• [Material to process]:
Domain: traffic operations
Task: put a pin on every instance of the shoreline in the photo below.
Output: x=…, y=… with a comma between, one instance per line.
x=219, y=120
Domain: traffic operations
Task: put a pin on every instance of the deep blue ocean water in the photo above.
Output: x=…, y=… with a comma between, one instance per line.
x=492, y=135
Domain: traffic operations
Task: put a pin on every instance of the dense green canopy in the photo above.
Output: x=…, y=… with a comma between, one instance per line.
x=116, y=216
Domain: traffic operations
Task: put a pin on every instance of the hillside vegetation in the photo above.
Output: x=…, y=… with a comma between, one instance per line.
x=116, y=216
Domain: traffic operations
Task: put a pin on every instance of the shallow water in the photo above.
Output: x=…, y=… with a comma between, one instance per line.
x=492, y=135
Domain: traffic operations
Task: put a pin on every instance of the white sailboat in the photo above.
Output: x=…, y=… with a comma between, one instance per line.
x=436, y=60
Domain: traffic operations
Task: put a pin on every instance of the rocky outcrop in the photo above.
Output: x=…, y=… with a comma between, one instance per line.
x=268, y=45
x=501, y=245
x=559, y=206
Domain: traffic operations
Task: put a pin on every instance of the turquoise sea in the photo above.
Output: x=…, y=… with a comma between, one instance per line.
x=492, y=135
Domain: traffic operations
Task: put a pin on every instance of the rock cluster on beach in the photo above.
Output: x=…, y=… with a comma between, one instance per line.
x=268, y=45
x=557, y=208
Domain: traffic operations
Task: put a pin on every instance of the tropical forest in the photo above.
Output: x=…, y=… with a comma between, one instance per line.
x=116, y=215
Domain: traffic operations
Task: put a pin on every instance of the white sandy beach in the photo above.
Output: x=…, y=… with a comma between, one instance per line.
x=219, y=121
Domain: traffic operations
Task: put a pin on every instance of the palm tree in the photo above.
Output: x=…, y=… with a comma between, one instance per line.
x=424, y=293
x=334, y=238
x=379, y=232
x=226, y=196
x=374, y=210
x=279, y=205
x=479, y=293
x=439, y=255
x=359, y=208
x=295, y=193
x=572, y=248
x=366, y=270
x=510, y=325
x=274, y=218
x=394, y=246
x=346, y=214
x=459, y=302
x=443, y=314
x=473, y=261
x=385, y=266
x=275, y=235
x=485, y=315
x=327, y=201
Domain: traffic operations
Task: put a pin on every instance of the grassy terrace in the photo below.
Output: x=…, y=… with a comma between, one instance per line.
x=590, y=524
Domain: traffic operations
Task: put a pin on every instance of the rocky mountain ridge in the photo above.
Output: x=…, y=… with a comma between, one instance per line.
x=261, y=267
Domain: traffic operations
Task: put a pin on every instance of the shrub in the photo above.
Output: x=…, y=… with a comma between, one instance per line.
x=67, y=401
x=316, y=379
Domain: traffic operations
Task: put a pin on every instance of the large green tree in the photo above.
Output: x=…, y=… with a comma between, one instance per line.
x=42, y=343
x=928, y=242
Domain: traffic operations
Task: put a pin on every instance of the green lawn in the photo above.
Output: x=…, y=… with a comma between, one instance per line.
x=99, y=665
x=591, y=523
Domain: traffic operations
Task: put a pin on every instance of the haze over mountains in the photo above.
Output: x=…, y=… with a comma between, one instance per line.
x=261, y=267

• [Directions]: Can you rewrite every line of the entries above as a JSON list of strings, one string per line, with blank lines left out?

• [The reply]:
[
  "Domain: traffic operations",
  "Task: put a pin on every instance of the shoreline in the photo below.",
  "Output: x=…, y=… with a comma between, one instance per line.",
  "x=219, y=120",
  "Domain: traffic operations",
  "Task: put a pin on every instance of the deep blue ocean water in the photo above.",
  "Output: x=…, y=… with a comma between, one instance per line.",
  "x=492, y=135",
  "Domain: traffic operations",
  "Task: put a pin on every instance of the dense green canopy in the photo above.",
  "Output: x=…, y=… with a comma between, one instance per line.",
  "x=116, y=216",
  "Domain: traffic operations",
  "Task: put a pin on every instance of the hillside vegetation in the photo above.",
  "Output: x=…, y=… with a comma between, one instance per line.",
  "x=116, y=216",
  "Domain: traffic operations",
  "Task: put a pin on every instance of the shallow water in the photo above.",
  "Output: x=…, y=… with a comma between, one instance per line.",
  "x=492, y=135",
  "Domain: traffic operations",
  "Task: put a pin on every instance of the white sailboat in the photo above.",
  "Output: x=…, y=… with a comma between, one instance per line.",
  "x=436, y=60",
  "Domain: traffic operations",
  "Task: put a pin on every instance of the rocky outcrop in the photo above.",
  "Output: x=…, y=… with a comma between, one instance per line.",
  "x=268, y=45",
  "x=501, y=245",
  "x=559, y=206",
  "Domain: traffic operations",
  "Task: put a pin on every instance of the turquoise sea in the photo above.",
  "Output: x=…, y=… with a comma between, one instance per line.",
  "x=492, y=135",
  "Domain: traffic operations",
  "Task: put a pin on every instance of the rock cluster on beach in the photo above.",
  "Output: x=…, y=… with a comma between, one instance per line.",
  "x=268, y=45",
  "x=557, y=208",
  "Domain: traffic operations",
  "Task: put a pin on every instance of the tropical forest in the photo above.",
  "Output: x=…, y=… with a comma between, one instance per line.",
  "x=116, y=215",
  "Domain: traffic operations",
  "Task: put a pin on every instance of the white sandy beach in the photo above.",
  "Output: x=…, y=… with a comma between, one instance per line.",
  "x=219, y=121",
  "Domain: traffic operations",
  "Task: put a pin on every instance of the palm tree in the photo above.",
  "Output: x=…, y=… with a comma between, one instance per line.",
  "x=424, y=293",
  "x=334, y=238",
  "x=379, y=232",
  "x=226, y=196",
  "x=374, y=210",
  "x=279, y=205",
  "x=479, y=293",
  "x=439, y=255",
  "x=359, y=208",
  "x=295, y=193",
  "x=572, y=248",
  "x=366, y=270",
  "x=510, y=325",
  "x=274, y=218",
  "x=394, y=246",
  "x=346, y=214",
  "x=459, y=302",
  "x=443, y=314",
  "x=473, y=261",
  "x=385, y=266",
  "x=275, y=235",
  "x=485, y=315",
  "x=327, y=201",
  "Domain: traffic operations",
  "Task: put a pin on every instance of the grassy terrace in the photo below.",
  "Output: x=…, y=… with a comma between, one instance per line.",
  "x=590, y=524",
  "Domain: traffic operations",
  "Task: put a pin on every instance of the rocky mountain ridge in the photo above.",
  "Output: x=…, y=… with a comma between, one instance per line.",
  "x=261, y=267",
  "Domain: traffic operations",
  "Task: put a pin on every instance of the shrub in the photo above.",
  "Output: x=…, y=… with a comma between, one instance per line.",
  "x=67, y=401",
  "x=316, y=379",
  "Domain: traffic operations",
  "Task: put a pin on every instance of the large green tree in the photo above.",
  "Output: x=…, y=… with a comma between, one instance per line.",
  "x=42, y=343",
  "x=928, y=242",
  "Domain: traffic operations",
  "Task: put a pin on every instance of the green lawn in the photo above.",
  "Output: x=…, y=… with a comma between, one instance per line.",
  "x=99, y=665",
  "x=591, y=523",
  "Domain: traffic operations",
  "Task: put a pin on every instance of the haze over mountains in the photo above.",
  "Output: x=…, y=… with a comma between, one instance per line.",
  "x=261, y=267"
]